— BEGIN Dataset records —
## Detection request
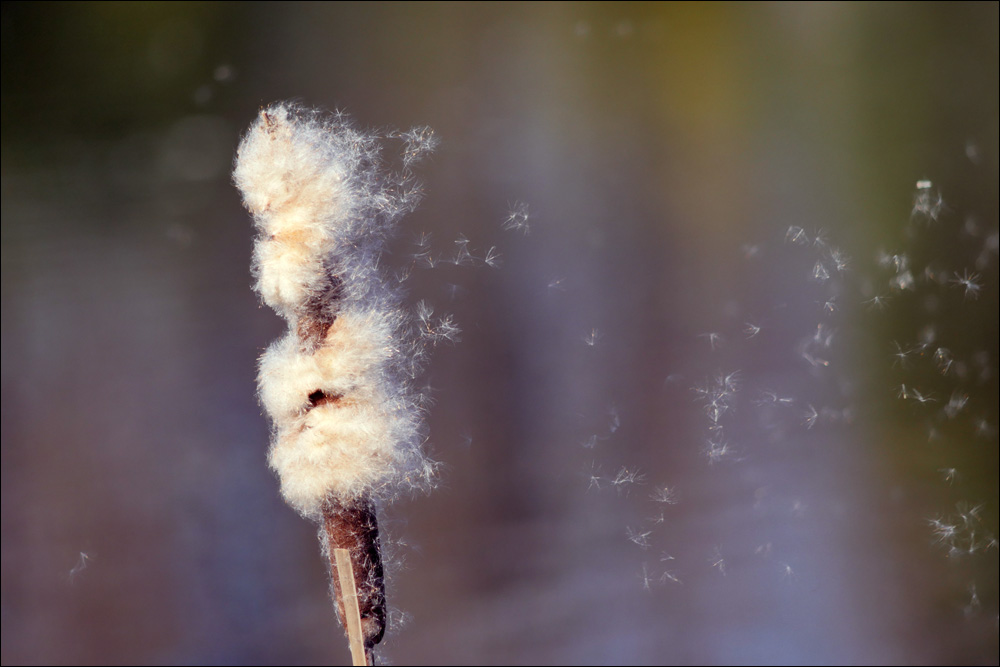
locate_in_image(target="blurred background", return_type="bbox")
[0,3,1000,664]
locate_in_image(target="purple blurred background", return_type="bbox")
[0,3,1000,664]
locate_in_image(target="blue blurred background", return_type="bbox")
[0,3,1000,664]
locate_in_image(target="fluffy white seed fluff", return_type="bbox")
[233,103,433,518]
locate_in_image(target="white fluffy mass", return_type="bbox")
[233,103,434,518]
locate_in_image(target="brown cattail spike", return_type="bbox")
[323,496,386,653]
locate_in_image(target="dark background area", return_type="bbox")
[0,3,1000,664]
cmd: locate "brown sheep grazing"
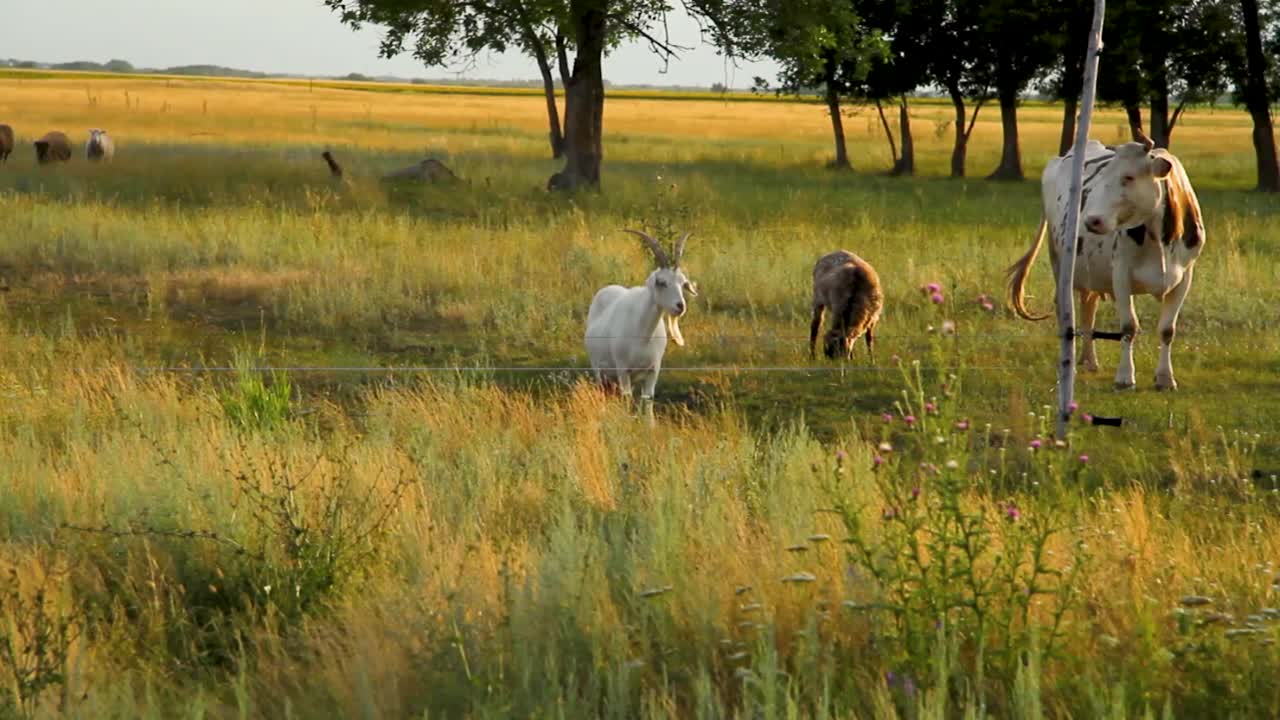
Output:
[35,129,72,165]
[809,250,884,363]
[0,124,13,163]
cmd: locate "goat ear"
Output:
[667,315,685,347]
[1151,151,1174,178]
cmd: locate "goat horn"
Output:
[1133,127,1156,152]
[623,228,671,268]
[675,231,694,265]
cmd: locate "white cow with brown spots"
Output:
[1009,137,1204,389]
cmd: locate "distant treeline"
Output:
[0,58,724,92]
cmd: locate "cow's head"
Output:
[1080,142,1174,234]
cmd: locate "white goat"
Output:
[585,229,698,421]
[84,128,115,160]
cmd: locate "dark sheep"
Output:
[35,131,72,165]
[809,250,884,363]
[0,124,13,163]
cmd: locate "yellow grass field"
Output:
[0,73,1280,720]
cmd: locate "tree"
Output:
[1098,0,1239,147]
[1043,0,1090,155]
[1239,0,1280,192]
[979,0,1061,181]
[731,0,884,169]
[324,0,733,190]
[858,0,937,176]
[913,0,993,178]
[325,0,568,158]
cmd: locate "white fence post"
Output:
[1050,0,1107,439]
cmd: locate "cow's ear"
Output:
[1151,152,1174,178]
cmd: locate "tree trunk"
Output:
[1240,0,1280,192]
[532,37,564,160]
[947,87,969,178]
[1057,95,1080,156]
[876,97,897,167]
[891,95,915,176]
[987,90,1023,181]
[1124,102,1147,142]
[823,59,852,170]
[1151,90,1174,150]
[827,85,852,170]
[547,0,607,190]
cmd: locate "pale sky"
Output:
[0,0,776,88]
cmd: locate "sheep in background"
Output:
[585,229,698,421]
[383,158,458,182]
[33,129,72,165]
[809,250,884,363]
[84,128,115,160]
[0,124,13,163]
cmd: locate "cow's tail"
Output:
[1005,215,1048,320]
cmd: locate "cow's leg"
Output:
[1111,260,1139,389]
[1079,290,1102,373]
[1156,268,1192,389]
[809,302,823,357]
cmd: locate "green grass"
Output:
[0,79,1280,717]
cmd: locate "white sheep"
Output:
[585,229,698,421]
[84,128,115,160]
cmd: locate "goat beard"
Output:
[664,315,685,347]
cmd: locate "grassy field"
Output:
[0,76,1280,719]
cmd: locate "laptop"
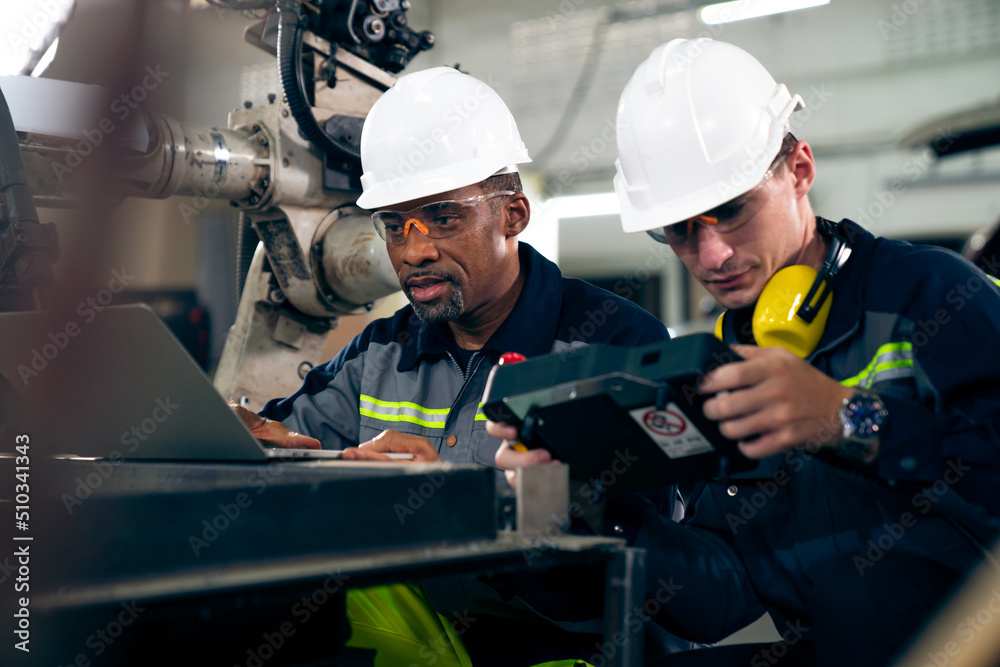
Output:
[0,304,386,461]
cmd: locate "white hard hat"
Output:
[358,67,531,209]
[615,39,804,232]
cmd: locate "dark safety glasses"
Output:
[372,190,514,245]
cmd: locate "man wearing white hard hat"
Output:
[239,67,674,665]
[489,39,1000,665]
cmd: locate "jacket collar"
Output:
[396,242,562,373]
[816,218,875,351]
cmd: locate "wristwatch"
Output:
[837,389,889,463]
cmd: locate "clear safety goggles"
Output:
[372,190,514,245]
[646,153,788,245]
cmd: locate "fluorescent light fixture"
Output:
[698,0,830,25]
[543,192,622,219]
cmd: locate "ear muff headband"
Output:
[715,217,851,358]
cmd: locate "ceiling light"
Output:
[698,0,830,25]
[544,192,622,219]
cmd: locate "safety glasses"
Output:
[372,190,514,245]
[646,153,788,245]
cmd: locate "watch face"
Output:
[844,397,885,438]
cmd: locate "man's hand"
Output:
[486,421,559,488]
[700,345,854,459]
[344,430,441,463]
[229,403,323,449]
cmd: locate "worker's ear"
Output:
[503,192,531,238]
[787,141,816,198]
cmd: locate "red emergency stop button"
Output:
[500,352,528,366]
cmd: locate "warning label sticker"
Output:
[629,403,715,459]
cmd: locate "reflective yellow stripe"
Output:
[840,341,913,388]
[361,394,451,415]
[358,408,447,428]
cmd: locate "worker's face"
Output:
[376,185,527,322]
[671,142,815,308]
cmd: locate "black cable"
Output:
[532,17,611,169]
[277,0,361,166]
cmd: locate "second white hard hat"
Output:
[615,39,804,232]
[358,67,531,209]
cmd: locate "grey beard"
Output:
[406,283,465,324]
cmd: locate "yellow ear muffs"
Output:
[752,265,833,359]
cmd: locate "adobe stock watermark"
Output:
[392,471,451,526]
[187,461,285,556]
[379,73,502,198]
[587,577,684,667]
[854,125,958,229]
[17,268,135,387]
[52,65,170,183]
[59,600,146,667]
[521,447,640,565]
[875,0,927,40]
[852,459,972,577]
[60,396,180,516]
[7,0,75,59]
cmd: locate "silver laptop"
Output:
[0,305,352,461]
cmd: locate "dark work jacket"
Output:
[260,243,669,489]
[607,220,1000,642]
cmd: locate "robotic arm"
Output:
[7,0,434,410]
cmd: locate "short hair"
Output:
[480,171,522,213]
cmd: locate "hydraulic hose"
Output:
[277,0,361,168]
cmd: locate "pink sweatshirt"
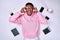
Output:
[9,12,47,38]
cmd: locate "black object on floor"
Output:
[45,16,49,20]
[39,7,44,12]
[43,27,51,35]
[11,28,19,36]
[11,13,14,16]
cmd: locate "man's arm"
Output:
[37,12,47,24]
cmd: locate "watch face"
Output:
[11,28,19,36]
[39,7,44,12]
[10,13,13,16]
[43,27,51,34]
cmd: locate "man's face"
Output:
[26,5,33,16]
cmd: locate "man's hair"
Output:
[25,2,34,7]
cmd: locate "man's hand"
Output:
[20,7,26,13]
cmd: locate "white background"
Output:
[0,0,60,40]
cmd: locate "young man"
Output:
[9,3,47,40]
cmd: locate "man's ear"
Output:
[33,7,38,13]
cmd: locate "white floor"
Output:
[0,0,60,40]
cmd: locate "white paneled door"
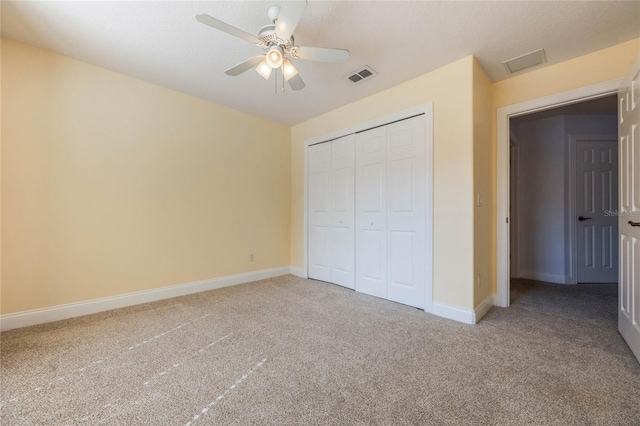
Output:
[330,135,355,288]
[356,116,427,308]
[387,115,427,308]
[308,135,355,288]
[618,62,640,360]
[356,126,387,299]
[575,139,618,283]
[308,143,331,281]
[308,114,430,308]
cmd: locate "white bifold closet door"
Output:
[356,115,427,308]
[308,135,355,288]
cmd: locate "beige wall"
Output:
[1,39,291,314]
[291,56,474,309]
[491,38,640,292]
[473,59,496,307]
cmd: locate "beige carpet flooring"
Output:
[0,276,640,426]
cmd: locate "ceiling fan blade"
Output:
[287,74,306,90]
[276,0,307,40]
[224,55,264,77]
[291,46,350,63]
[196,13,262,44]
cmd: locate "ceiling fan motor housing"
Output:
[258,24,294,53]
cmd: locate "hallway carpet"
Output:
[0,275,640,426]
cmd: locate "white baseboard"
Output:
[431,302,475,324]
[519,271,571,284]
[491,294,509,308]
[289,266,309,278]
[0,267,290,331]
[473,294,496,324]
[431,294,496,324]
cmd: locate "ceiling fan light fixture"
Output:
[282,59,298,81]
[266,46,284,68]
[256,61,272,80]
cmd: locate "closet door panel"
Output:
[330,135,355,288]
[356,127,387,298]
[387,116,426,308]
[308,143,332,281]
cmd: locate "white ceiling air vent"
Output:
[503,49,547,74]
[345,66,378,84]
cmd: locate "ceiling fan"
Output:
[196,0,349,90]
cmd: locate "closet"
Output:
[308,115,427,308]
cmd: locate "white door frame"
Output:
[301,102,433,312]
[495,79,623,308]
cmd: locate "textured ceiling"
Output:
[1,0,640,124]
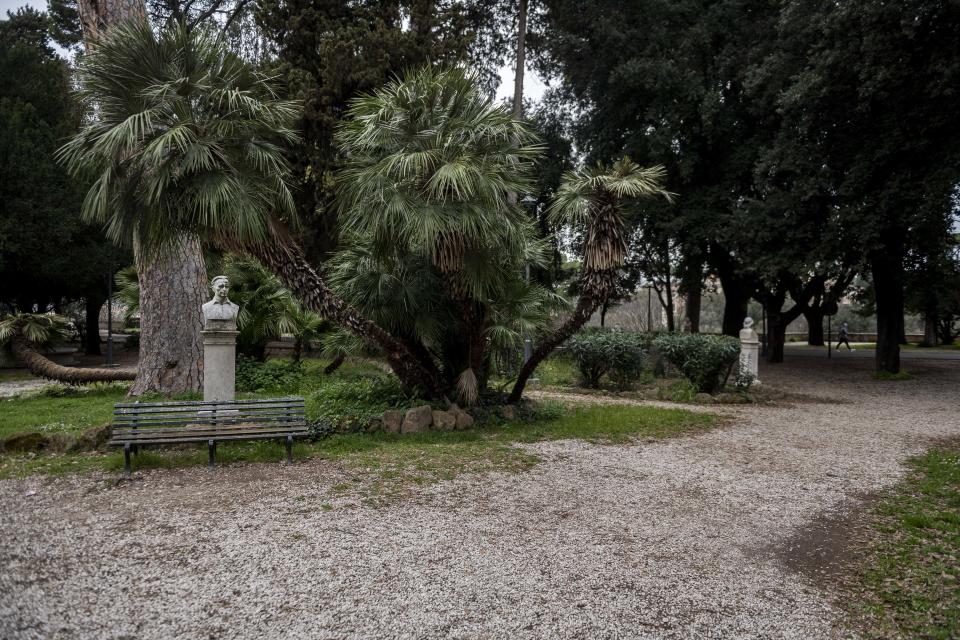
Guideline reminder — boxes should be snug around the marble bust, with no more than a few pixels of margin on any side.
[202,276,240,331]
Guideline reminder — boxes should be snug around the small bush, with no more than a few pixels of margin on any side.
[567,329,653,389]
[653,333,740,393]
[236,355,304,393]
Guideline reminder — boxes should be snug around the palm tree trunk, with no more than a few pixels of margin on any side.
[507,293,602,404]
[323,353,347,375]
[130,235,207,396]
[77,0,207,396]
[10,333,136,384]
[244,229,444,398]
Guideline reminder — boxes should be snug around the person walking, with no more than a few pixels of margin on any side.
[837,322,854,351]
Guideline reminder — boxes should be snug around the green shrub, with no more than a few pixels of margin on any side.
[236,355,304,393]
[567,329,653,389]
[653,333,740,393]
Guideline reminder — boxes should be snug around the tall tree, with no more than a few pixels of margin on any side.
[779,0,960,372]
[78,0,207,395]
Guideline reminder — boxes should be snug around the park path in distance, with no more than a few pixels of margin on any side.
[0,359,960,640]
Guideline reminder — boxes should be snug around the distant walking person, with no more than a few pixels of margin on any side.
[837,322,853,351]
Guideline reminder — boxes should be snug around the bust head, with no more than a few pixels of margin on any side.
[210,276,230,304]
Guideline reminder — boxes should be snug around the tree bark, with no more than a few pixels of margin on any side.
[83,294,107,356]
[513,0,528,118]
[323,353,347,375]
[870,241,903,373]
[130,235,207,396]
[10,333,136,384]
[77,0,207,396]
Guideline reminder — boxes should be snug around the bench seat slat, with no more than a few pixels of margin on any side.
[113,402,304,416]
[113,413,306,427]
[113,396,303,409]
[111,423,309,440]
[111,431,307,446]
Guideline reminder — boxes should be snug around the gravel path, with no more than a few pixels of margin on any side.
[0,361,960,640]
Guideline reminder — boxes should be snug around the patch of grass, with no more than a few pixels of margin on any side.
[0,405,716,490]
[873,371,913,382]
[0,385,127,438]
[851,444,960,639]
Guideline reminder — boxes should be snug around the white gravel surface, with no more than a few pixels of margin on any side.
[0,361,960,640]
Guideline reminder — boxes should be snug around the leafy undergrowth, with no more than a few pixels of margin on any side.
[873,371,913,381]
[0,403,717,490]
[850,443,960,639]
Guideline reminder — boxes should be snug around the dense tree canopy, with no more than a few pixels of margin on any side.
[0,9,129,344]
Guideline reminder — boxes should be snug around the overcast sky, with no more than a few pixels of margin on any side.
[0,0,546,101]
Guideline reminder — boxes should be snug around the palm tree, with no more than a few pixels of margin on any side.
[509,158,670,402]
[334,67,556,402]
[0,313,136,384]
[60,21,448,396]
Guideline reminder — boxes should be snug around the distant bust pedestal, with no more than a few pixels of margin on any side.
[740,318,760,384]
[201,276,240,402]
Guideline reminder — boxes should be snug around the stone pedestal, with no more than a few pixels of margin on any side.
[740,318,760,384]
[201,329,240,402]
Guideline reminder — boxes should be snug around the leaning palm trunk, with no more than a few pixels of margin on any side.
[244,229,444,398]
[507,269,616,403]
[10,333,136,384]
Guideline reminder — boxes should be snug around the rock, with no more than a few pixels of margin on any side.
[74,424,112,451]
[0,431,50,453]
[433,410,457,431]
[400,404,433,433]
[383,410,403,433]
[48,433,77,453]
[456,410,474,431]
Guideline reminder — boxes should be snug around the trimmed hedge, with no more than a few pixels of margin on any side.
[653,333,740,393]
[567,328,653,389]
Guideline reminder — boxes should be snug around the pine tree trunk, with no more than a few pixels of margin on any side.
[244,228,445,398]
[10,333,136,384]
[83,294,107,356]
[77,0,207,395]
[803,307,825,347]
[130,235,207,396]
[871,243,903,373]
[721,281,750,337]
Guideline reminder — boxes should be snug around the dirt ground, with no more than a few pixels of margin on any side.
[0,358,960,640]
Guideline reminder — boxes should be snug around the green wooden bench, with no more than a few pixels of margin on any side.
[109,398,307,476]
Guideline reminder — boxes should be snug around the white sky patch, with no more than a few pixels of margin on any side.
[496,64,547,102]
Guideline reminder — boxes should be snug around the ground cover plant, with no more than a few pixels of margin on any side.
[653,333,740,393]
[849,442,960,639]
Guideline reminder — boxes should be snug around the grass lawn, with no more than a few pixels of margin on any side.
[0,362,716,484]
[851,443,960,639]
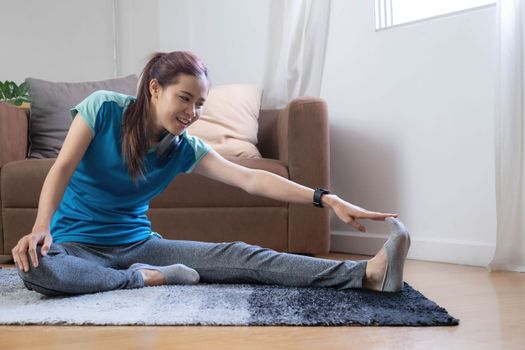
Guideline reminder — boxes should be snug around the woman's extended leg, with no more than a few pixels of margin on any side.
[123,219,410,291]
[126,239,366,289]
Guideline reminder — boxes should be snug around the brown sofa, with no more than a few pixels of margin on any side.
[0,97,329,258]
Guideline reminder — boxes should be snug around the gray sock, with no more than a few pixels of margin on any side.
[129,263,200,284]
[381,217,410,292]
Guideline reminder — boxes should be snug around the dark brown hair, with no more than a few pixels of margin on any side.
[122,51,208,181]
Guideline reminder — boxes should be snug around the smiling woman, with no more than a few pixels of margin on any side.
[12,52,410,295]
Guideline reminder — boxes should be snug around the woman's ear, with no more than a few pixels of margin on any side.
[149,79,160,99]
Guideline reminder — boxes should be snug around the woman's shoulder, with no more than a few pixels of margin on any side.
[85,90,135,107]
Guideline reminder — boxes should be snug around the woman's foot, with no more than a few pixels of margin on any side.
[129,263,200,286]
[363,217,410,292]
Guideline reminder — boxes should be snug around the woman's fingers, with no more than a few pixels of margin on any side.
[12,239,29,272]
[28,236,38,267]
[40,235,53,256]
[362,211,398,221]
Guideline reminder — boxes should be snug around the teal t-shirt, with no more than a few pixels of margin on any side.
[51,91,211,246]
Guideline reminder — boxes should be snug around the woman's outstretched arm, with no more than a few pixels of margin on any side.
[195,150,397,232]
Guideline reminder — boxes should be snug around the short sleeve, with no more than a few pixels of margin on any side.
[69,90,131,135]
[69,91,106,135]
[182,130,212,173]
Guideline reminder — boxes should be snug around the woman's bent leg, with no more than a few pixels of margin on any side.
[18,244,144,296]
[126,238,366,289]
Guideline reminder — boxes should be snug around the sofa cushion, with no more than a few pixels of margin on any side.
[26,75,138,158]
[188,84,261,158]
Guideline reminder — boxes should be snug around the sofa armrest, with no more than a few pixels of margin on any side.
[277,97,330,254]
[0,102,28,167]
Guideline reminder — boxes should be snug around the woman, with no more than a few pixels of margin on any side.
[12,52,410,295]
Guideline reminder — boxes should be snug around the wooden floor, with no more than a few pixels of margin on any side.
[0,254,525,350]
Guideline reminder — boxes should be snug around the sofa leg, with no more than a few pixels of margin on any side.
[0,255,13,264]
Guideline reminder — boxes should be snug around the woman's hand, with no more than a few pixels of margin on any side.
[11,229,53,272]
[322,195,397,232]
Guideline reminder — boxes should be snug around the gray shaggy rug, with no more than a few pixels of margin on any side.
[0,268,459,326]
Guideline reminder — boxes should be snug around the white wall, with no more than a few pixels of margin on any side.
[115,0,160,76]
[0,0,115,82]
[322,0,496,265]
[0,0,159,82]
[159,0,271,86]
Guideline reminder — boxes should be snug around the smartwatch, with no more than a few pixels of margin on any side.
[313,188,330,208]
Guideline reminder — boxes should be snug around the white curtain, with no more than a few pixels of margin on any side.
[489,0,525,272]
[263,0,331,108]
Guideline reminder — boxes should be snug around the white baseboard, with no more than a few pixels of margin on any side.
[330,231,496,266]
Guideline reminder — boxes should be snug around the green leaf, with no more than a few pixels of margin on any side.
[4,81,18,99]
[18,81,29,96]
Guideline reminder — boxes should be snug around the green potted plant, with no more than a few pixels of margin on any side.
[0,80,31,108]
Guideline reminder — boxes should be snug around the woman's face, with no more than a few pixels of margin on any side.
[150,74,209,141]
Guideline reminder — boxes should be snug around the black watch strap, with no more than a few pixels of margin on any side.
[313,188,330,208]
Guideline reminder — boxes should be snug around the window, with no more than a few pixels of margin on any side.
[375,0,496,29]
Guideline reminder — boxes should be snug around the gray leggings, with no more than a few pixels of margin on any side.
[19,236,366,296]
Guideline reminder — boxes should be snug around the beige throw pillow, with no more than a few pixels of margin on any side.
— END Dataset records —
Going from the start of the listing through the line containing "[664,315,685,347]", repeat those lines with "Result" substituted for "Output" and everything else unchanged. Leave the pictures out of the answer.

_Exercise response_.
## Detection request
locate_in_image(target="blurred background", return_type="bbox")
[0,3,1000,664]
locate_in_image(target="purple blurred background", return_type="bbox")
[0,3,1000,664]
locate_in_image(target="blue blurred background", return_type="bbox")
[0,3,1000,664]
locate_in_image(target="fluffy white seed fluff", return_type="bbox")
[233,103,433,518]
locate_in_image(target="white fluffy mass", return_type="bbox")
[233,103,434,518]
locate_in_image(target="brown cattail spike", return_type="bbox")
[323,496,386,653]
locate_in_image(target="dark background area", return_type="bbox")
[0,3,1000,664]
cmd: locate "brown sheep grazing"
Result:
[35,129,72,165]
[809,250,884,363]
[0,124,13,163]
cmd: locate "goat ear"
Result:
[667,315,685,347]
[1151,151,1174,178]
cmd: locate "goat horn"
Result:
[1133,127,1156,152]
[623,228,671,268]
[675,231,694,265]
cmd: locate "white cow with brown spots"
Result:
[1009,137,1204,389]
cmd: locate "distant treeline"
Result:
[0,58,724,92]
cmd: locate "cow's head"
Result:
[1080,142,1174,234]
cmd: locate "white goat"
Result:
[585,229,698,421]
[84,128,115,160]
cmd: locate "dark sheep"
Result:
[35,131,72,165]
[809,250,884,363]
[0,124,13,163]
cmd: locate "yellow grass field"
Result:
[0,73,1280,720]
cmd: locate "tree"
Result:
[1098,0,1239,147]
[1043,0,1090,155]
[1239,0,1280,192]
[979,0,1061,181]
[731,0,884,169]
[324,0,733,190]
[858,0,937,176]
[913,0,993,178]
[325,0,568,158]
cmd: locate "white fence post"
Result:
[1050,0,1107,439]
cmd: locate "cow's ear"
Result:
[1151,152,1174,178]
cmd: locate "tree trunk"
Result:
[1240,0,1280,192]
[532,37,564,160]
[947,87,969,178]
[1057,95,1080,156]
[876,97,897,167]
[891,95,915,176]
[987,90,1023,181]
[1124,102,1147,142]
[823,59,852,170]
[1151,90,1174,150]
[827,85,852,170]
[547,0,607,190]
cmd: locate "pale sky"
Result:
[0,0,776,88]
cmd: locate "sheep in background"
Result:
[585,229,698,421]
[383,158,458,182]
[33,129,72,165]
[809,250,884,363]
[84,128,115,160]
[0,124,13,163]
cmd: locate "cow's tail"
Result:
[1005,215,1048,320]
cmd: locate "cow's leg"
Result:
[1111,260,1139,389]
[1079,290,1102,373]
[1156,268,1192,389]
[809,302,823,357]
cmd: locate "green grass"
Result:
[0,79,1280,717]
cmd: locate "white sheep"
Result:
[585,229,698,421]
[84,128,115,160]
cmd: locate "goat beard"
Result:
[664,315,685,347]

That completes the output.